### Exercise goal
Output an exact reproduction of the data.

■ ■ ■ ■ ■

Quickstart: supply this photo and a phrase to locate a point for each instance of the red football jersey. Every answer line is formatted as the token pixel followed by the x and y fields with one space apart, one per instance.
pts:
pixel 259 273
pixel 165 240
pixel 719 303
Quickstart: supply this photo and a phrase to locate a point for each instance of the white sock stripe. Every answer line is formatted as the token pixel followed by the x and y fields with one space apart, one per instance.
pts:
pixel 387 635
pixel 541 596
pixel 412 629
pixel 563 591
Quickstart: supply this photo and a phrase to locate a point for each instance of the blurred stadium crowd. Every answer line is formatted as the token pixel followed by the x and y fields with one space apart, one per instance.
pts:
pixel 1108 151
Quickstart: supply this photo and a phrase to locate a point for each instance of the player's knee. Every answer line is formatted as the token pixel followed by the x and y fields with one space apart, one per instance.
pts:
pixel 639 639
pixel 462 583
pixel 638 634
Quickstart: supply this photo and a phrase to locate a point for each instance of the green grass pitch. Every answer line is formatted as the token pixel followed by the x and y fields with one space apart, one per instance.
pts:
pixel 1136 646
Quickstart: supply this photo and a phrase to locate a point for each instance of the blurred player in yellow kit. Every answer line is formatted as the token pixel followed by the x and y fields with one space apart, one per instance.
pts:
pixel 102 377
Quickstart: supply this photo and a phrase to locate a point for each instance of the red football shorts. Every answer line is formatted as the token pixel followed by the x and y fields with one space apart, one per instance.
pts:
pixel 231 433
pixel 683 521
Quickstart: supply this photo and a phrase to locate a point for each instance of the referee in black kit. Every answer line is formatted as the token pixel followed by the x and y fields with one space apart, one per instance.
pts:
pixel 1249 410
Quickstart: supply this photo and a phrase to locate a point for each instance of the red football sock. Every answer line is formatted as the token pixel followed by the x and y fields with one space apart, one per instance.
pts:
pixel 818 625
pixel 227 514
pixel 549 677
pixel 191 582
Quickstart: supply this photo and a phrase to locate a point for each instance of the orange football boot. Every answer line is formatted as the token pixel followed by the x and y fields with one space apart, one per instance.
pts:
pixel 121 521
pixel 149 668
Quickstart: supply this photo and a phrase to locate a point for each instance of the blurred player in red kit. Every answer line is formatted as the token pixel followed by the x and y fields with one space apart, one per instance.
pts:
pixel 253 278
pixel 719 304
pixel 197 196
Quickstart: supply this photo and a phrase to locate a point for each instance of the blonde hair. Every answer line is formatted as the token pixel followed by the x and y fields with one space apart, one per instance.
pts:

■ ■ ■ ■ ■

### Task response
Quickstart: supply this photo and a phrase to locate a point for each instance of the red football jersey. Every answer line is formatted as the token pixel followed by the x and y fields with one space apart, one per instance.
pts:
pixel 259 273
pixel 165 240
pixel 719 303
Quickstart: supply this photo and a phrase to locate a point for each instance of the white sock stripe. Every answer line is formatted as the token pixel followed by the x and y fields with one space apart, one per instance.
pts:
pixel 387 635
pixel 541 596
pixel 412 629
pixel 563 591
Quickstart: supply this photo and a phrase to locate a point for each instance of the blurred stadium crowd. Every answer line is formatted as the token pixel followed by the x and y fields with one space apart, one per instance.
pts:
pixel 1108 151
Quickstart: supply this photo and a phrase to locate a point for each instance of the player's knee. Every answer line is formatted as the token pixel followed by the x and y fields with one space apart, one per instance.
pts:
pixel 639 639
pixel 462 583
pixel 638 634
Quickstart: supply this photo and a phrase to locate a point for each instance of the green grass pitch. Every answer line is formatted as the token pixel followed by the x and y fields with one space apart, one per instance.
pts:
pixel 1136 646
Quickstart: supply this photo and a phrase to locate a point for each instance of the blurred player in yellow kit. Every answer line is formatted as the token pixel followed by the x and y fields with one space apart, one per instance.
pts:
pixel 102 377
Quickstart: supply this photo and a phrase to locate a point for each instance of the red football shorts. Every answer line is formatted as the token pixel followed by the x and y fields with one space apart, one per instance.
pts:
pixel 231 433
pixel 683 521
Quickstart: supply this photo and a phrase to locate a point for each instance of the referee in black kit. Every answer line is formatted as the token pixel followed by the x and y fields with one space apart, one per instance.
pts:
pixel 1249 410
Quickstart: supply this photo and a phrase to locate a point for each instance of the red football sock. Every answer line is formatted as the token pixel followed by the x and y fields with one space apart, one per instance.
pts:
pixel 818 625
pixel 227 514
pixel 549 677
pixel 191 582
Quickstart: supply this photo and a phrase to locate a point for each instance of the orange football boot. Every answer line is formatted as the token pixel followed by the x and y fields with one space apart, one per instance.
pts:
pixel 121 521
pixel 149 668
Quickstart: supply this photo and a phrase to locate a point for each instance of the blurred player in red kit. Every answer line is formatted as the token pixel followed by the x and y fields with one space apart, one per instance.
pts:
pixel 253 278
pixel 719 304
pixel 197 196
Quickstart: supply this photo and a phrase to locate a point for each instance of the blonde hair. Every answer line is formatted as the token pixel followed by the x and y fields with one space apart, one per instance.
pts:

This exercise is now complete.